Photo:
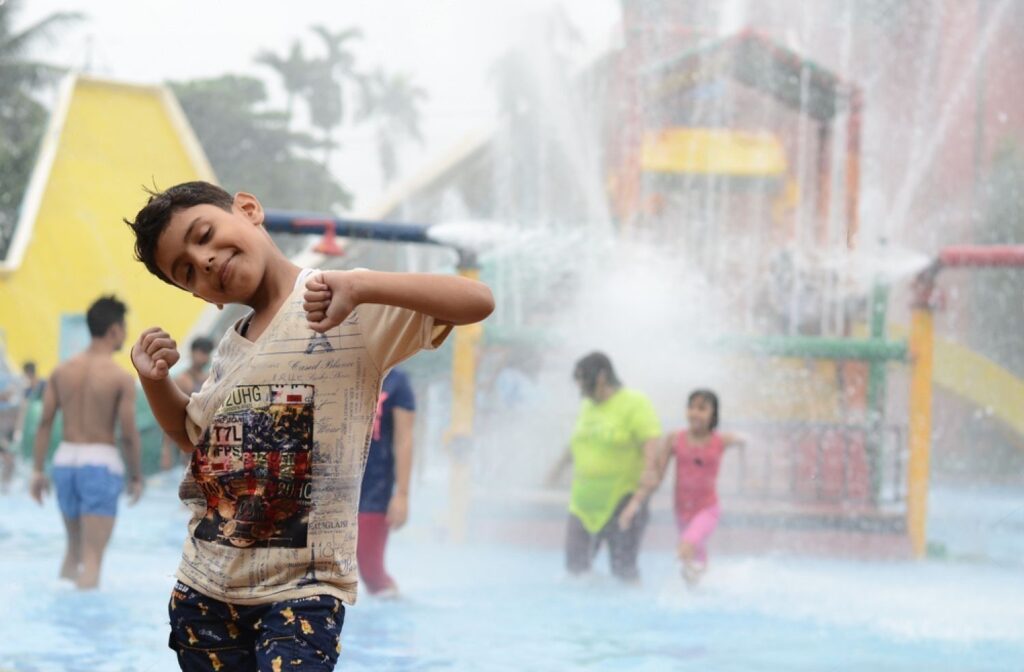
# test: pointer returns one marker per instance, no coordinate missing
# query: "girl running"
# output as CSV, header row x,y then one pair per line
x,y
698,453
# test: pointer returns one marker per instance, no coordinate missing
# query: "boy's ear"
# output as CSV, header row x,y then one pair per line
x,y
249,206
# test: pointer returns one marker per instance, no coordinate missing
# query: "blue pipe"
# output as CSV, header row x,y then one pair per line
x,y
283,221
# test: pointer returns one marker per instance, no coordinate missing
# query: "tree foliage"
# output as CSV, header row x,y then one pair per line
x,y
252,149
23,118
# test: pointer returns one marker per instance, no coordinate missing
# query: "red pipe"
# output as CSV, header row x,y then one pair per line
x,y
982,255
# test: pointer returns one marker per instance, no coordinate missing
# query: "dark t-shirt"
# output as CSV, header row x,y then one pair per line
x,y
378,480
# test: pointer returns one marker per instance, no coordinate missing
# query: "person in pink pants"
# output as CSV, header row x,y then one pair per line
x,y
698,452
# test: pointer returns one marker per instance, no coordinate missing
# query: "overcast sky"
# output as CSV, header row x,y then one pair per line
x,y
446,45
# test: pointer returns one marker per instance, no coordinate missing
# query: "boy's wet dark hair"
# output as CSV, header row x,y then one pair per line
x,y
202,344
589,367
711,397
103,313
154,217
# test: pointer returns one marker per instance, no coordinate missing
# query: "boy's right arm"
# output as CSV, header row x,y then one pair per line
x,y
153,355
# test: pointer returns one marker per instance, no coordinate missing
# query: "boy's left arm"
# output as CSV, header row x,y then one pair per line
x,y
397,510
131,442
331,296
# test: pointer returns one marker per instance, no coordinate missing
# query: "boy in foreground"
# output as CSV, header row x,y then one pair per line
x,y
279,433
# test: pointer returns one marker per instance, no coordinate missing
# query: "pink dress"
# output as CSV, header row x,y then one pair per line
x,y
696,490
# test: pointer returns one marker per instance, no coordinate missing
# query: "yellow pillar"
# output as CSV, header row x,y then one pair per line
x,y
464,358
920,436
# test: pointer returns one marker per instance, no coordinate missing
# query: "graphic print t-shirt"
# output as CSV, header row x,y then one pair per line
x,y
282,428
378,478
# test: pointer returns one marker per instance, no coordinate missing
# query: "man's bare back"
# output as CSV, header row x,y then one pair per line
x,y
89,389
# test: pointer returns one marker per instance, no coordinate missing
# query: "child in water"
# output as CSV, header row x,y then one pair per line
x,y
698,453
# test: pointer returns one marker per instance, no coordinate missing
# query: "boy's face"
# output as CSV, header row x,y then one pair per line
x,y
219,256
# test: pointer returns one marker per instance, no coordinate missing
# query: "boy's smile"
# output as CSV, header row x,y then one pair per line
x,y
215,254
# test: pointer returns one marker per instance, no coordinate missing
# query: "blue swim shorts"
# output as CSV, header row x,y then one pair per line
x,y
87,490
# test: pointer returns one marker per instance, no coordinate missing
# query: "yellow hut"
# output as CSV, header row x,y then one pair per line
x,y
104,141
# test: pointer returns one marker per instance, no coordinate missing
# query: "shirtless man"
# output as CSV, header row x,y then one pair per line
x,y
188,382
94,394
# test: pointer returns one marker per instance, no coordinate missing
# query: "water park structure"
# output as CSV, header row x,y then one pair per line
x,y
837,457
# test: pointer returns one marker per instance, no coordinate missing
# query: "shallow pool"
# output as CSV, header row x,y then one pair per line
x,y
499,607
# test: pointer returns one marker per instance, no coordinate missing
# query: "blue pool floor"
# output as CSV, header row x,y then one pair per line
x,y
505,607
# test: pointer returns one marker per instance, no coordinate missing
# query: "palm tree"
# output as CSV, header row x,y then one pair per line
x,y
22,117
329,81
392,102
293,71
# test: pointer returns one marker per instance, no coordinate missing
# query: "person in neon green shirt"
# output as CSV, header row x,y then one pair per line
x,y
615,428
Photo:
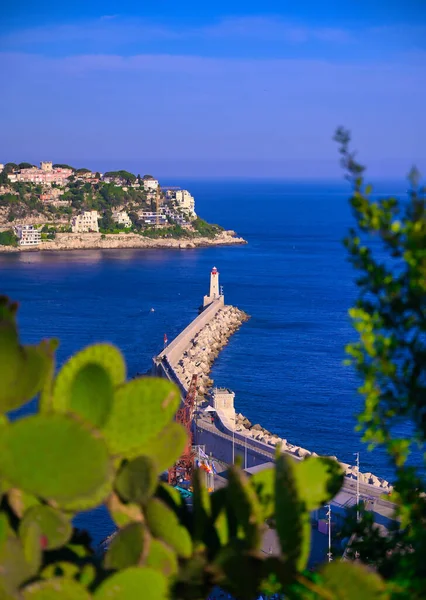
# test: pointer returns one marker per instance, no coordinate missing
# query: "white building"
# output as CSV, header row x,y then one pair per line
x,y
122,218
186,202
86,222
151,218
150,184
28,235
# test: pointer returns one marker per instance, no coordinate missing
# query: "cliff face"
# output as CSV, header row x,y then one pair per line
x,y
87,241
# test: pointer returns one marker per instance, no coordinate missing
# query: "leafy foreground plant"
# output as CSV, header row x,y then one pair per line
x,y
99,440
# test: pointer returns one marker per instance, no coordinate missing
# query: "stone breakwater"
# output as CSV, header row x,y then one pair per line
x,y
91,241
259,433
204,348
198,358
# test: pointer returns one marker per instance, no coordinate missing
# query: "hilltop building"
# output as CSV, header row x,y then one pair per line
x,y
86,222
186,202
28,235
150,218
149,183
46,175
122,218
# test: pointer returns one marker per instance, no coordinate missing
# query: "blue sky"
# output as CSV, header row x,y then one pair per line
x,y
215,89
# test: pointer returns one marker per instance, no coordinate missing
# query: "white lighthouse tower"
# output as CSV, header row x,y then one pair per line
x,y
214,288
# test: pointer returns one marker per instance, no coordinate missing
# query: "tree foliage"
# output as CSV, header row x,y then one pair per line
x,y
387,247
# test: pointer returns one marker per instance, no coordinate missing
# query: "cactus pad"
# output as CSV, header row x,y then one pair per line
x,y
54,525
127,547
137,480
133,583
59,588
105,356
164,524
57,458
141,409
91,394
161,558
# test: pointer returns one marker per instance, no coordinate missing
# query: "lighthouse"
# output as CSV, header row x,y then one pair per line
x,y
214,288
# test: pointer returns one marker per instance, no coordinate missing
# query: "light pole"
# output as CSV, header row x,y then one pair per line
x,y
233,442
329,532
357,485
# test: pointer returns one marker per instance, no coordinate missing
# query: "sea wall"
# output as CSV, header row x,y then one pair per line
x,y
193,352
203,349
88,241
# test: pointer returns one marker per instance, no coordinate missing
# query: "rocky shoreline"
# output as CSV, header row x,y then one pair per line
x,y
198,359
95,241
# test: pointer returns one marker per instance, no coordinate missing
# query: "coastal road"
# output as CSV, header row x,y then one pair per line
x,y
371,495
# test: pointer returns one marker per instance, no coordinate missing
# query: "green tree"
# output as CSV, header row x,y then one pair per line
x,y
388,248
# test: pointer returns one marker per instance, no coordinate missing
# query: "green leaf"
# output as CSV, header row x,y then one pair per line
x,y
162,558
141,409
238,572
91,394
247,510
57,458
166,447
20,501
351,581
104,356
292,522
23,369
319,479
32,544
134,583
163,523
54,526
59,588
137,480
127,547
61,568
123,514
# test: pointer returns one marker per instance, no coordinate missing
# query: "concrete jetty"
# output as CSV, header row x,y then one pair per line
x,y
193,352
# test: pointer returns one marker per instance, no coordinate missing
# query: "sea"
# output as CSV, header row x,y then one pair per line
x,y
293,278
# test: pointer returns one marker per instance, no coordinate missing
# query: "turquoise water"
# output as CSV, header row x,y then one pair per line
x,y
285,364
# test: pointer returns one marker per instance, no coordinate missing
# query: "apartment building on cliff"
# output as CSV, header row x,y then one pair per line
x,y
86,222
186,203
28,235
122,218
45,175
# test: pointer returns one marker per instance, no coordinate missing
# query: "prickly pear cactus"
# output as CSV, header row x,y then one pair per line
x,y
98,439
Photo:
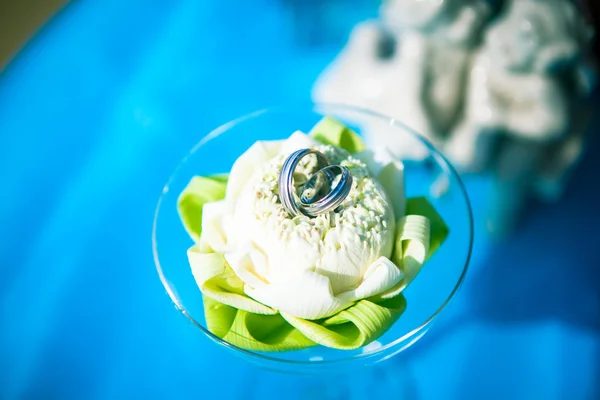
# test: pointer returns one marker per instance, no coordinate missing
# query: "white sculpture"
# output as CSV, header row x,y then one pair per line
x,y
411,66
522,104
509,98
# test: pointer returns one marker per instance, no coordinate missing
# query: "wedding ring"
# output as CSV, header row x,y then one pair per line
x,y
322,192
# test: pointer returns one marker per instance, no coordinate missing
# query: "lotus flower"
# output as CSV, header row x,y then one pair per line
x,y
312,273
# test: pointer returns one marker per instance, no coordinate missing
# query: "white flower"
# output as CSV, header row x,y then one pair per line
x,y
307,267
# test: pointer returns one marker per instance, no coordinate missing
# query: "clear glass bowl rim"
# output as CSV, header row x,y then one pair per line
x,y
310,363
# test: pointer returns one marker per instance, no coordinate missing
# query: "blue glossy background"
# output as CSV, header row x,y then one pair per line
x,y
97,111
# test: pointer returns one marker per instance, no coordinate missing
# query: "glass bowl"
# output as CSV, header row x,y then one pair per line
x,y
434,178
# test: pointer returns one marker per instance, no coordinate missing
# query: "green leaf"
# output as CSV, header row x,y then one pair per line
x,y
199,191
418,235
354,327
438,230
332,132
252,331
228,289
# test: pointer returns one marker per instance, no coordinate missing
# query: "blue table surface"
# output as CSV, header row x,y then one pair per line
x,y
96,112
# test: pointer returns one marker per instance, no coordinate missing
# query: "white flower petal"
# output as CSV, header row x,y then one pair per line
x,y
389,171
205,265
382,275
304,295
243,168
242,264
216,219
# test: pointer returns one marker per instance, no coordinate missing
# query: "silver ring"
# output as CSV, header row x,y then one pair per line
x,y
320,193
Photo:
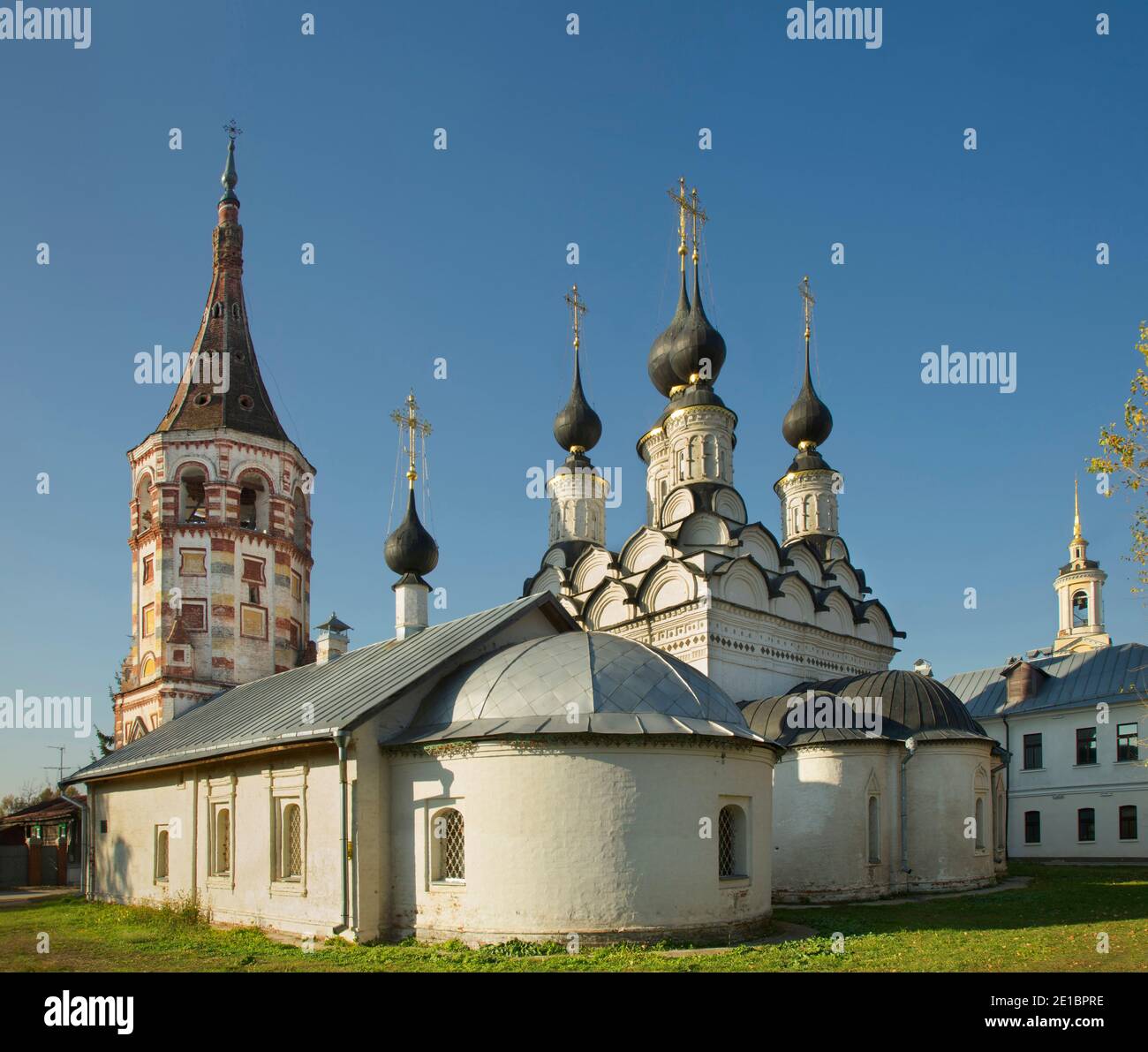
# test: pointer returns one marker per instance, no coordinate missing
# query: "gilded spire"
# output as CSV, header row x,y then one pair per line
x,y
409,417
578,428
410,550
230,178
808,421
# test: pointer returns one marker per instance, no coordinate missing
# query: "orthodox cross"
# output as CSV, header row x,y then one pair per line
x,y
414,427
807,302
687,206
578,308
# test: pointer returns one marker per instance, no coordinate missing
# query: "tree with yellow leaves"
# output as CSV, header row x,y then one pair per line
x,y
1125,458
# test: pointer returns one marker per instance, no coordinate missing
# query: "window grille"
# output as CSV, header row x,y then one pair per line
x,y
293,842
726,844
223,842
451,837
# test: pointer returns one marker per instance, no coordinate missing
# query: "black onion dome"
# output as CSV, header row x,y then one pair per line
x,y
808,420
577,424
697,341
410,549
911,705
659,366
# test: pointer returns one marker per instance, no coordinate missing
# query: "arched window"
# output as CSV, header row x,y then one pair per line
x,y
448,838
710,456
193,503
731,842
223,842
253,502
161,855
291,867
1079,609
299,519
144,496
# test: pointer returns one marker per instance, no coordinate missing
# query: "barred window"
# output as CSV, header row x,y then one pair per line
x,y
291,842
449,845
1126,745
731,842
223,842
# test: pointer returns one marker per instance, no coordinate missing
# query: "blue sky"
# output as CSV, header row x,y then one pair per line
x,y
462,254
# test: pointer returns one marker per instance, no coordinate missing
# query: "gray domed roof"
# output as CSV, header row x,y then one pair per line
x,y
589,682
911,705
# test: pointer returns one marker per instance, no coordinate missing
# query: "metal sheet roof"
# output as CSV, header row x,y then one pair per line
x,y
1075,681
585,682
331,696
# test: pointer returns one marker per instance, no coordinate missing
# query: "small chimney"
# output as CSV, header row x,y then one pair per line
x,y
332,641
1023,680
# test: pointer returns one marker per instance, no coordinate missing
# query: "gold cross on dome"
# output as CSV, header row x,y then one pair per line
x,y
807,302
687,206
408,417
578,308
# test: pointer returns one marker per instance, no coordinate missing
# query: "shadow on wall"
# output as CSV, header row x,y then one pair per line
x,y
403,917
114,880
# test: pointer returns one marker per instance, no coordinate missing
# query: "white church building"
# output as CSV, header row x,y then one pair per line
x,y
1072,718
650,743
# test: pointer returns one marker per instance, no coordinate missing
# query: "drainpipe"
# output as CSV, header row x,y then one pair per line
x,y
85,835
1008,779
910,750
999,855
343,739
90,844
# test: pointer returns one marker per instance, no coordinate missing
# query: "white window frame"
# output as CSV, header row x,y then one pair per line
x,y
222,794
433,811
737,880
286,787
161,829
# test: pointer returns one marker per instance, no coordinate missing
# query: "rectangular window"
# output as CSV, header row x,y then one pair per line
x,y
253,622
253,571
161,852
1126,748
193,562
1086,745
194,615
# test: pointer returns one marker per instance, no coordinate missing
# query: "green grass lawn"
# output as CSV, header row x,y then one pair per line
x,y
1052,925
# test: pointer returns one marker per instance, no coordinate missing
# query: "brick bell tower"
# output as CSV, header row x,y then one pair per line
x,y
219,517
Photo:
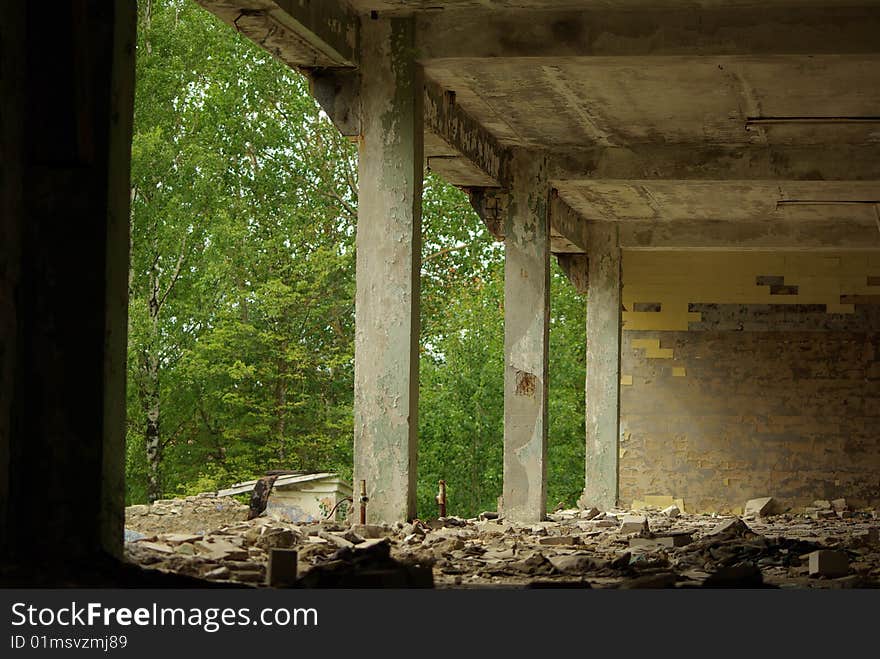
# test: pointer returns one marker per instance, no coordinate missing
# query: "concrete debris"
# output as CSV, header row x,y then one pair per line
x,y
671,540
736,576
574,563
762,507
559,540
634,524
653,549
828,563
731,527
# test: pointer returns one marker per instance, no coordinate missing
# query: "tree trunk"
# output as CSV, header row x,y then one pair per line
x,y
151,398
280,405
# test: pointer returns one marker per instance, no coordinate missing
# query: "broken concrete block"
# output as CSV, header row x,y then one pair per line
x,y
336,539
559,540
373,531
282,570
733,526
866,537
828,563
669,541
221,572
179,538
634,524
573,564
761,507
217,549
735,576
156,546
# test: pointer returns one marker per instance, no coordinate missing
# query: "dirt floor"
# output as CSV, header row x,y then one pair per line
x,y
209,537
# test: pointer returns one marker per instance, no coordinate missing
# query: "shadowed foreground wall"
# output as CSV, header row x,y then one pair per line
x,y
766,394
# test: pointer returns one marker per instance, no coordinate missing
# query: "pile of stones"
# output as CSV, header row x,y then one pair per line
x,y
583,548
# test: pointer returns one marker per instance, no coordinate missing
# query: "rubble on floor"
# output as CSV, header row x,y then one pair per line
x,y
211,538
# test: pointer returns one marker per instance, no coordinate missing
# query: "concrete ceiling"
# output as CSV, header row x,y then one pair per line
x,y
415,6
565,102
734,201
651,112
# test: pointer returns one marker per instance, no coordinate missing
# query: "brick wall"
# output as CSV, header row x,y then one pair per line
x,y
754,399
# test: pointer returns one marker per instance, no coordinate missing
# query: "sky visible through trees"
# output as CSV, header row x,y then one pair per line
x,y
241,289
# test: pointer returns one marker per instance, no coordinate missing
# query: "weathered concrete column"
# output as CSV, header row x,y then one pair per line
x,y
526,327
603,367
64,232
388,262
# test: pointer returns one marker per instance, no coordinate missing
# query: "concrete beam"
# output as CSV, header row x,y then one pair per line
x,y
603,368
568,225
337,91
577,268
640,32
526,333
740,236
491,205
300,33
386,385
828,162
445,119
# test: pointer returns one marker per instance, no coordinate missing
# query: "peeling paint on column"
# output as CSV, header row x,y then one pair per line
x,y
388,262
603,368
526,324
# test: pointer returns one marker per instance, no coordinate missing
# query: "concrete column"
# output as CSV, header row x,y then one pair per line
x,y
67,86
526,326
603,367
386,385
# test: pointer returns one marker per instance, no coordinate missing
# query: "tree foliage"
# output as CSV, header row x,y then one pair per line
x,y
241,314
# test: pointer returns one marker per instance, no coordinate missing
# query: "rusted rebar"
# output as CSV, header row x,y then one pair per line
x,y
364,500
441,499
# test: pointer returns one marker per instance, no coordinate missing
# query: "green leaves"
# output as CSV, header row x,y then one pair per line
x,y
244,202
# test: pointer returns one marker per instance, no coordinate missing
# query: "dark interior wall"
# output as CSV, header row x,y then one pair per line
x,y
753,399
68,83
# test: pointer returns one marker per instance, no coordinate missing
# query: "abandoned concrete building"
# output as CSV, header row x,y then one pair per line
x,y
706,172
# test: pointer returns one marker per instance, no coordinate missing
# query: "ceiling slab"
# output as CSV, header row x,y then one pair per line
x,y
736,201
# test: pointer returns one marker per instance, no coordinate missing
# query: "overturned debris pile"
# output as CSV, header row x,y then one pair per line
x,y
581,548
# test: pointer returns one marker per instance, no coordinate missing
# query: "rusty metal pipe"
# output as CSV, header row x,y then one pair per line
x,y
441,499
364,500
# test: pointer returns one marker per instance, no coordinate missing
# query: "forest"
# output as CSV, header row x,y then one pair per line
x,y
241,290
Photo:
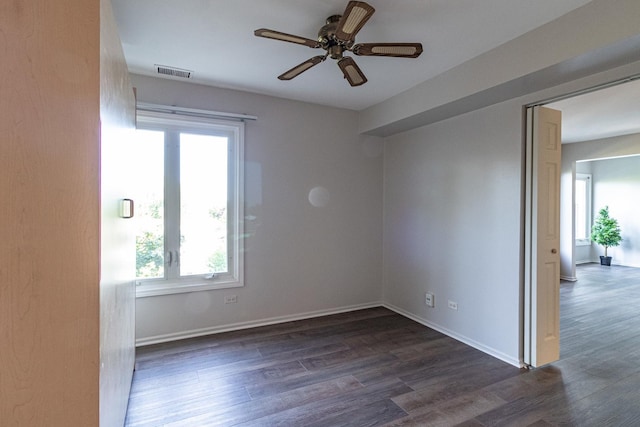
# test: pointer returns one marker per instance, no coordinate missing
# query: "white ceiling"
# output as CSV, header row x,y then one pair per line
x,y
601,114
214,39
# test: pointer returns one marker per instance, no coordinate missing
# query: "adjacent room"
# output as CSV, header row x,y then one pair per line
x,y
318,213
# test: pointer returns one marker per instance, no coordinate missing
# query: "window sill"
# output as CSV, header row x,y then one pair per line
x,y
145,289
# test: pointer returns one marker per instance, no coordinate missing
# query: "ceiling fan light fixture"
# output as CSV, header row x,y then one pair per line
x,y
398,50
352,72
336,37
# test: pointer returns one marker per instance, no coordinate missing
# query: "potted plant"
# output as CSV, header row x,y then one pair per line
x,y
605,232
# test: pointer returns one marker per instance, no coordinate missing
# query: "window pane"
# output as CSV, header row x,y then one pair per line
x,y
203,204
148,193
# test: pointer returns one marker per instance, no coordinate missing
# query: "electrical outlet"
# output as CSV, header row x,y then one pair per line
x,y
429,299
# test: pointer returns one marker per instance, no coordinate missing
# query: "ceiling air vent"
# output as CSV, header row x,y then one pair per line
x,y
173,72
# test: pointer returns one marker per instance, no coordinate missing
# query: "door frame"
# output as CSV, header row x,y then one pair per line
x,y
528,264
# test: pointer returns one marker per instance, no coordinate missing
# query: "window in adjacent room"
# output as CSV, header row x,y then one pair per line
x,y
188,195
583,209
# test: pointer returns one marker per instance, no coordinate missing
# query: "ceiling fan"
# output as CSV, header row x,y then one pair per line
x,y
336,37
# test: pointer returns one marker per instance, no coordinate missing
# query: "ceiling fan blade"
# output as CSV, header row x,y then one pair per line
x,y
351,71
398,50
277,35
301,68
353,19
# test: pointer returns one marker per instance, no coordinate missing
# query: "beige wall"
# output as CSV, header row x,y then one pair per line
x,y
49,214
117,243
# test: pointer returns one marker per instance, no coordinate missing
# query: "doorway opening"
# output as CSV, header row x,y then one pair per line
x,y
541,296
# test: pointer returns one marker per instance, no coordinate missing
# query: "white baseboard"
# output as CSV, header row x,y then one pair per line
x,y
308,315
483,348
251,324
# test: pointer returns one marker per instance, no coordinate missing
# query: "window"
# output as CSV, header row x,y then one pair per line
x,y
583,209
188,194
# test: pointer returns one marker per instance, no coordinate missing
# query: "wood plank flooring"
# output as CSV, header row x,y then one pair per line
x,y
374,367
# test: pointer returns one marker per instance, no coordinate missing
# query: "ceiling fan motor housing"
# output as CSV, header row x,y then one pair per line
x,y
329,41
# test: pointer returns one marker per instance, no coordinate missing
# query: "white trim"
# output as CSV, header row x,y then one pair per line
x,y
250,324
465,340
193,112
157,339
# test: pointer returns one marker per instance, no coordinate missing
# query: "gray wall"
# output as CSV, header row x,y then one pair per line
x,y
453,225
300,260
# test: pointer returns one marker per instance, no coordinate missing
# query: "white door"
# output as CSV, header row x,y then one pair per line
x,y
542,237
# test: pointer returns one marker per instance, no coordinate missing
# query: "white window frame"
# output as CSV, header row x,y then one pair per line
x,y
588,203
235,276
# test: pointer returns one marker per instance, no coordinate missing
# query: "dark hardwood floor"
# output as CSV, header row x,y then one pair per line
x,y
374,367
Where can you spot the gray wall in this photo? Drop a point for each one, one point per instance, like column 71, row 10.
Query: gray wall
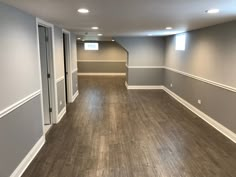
-------
TASK PROMPT
All lines from the one holding "Where can you" to the end of the listing above need to be duplicated exactly. None of the pictures should be included.

ANSWER TO THIS TASK
Where can you spot the gray wall in this photo? Drop a point for each one, one point per instance, like column 71, row 10.
Query: gray wall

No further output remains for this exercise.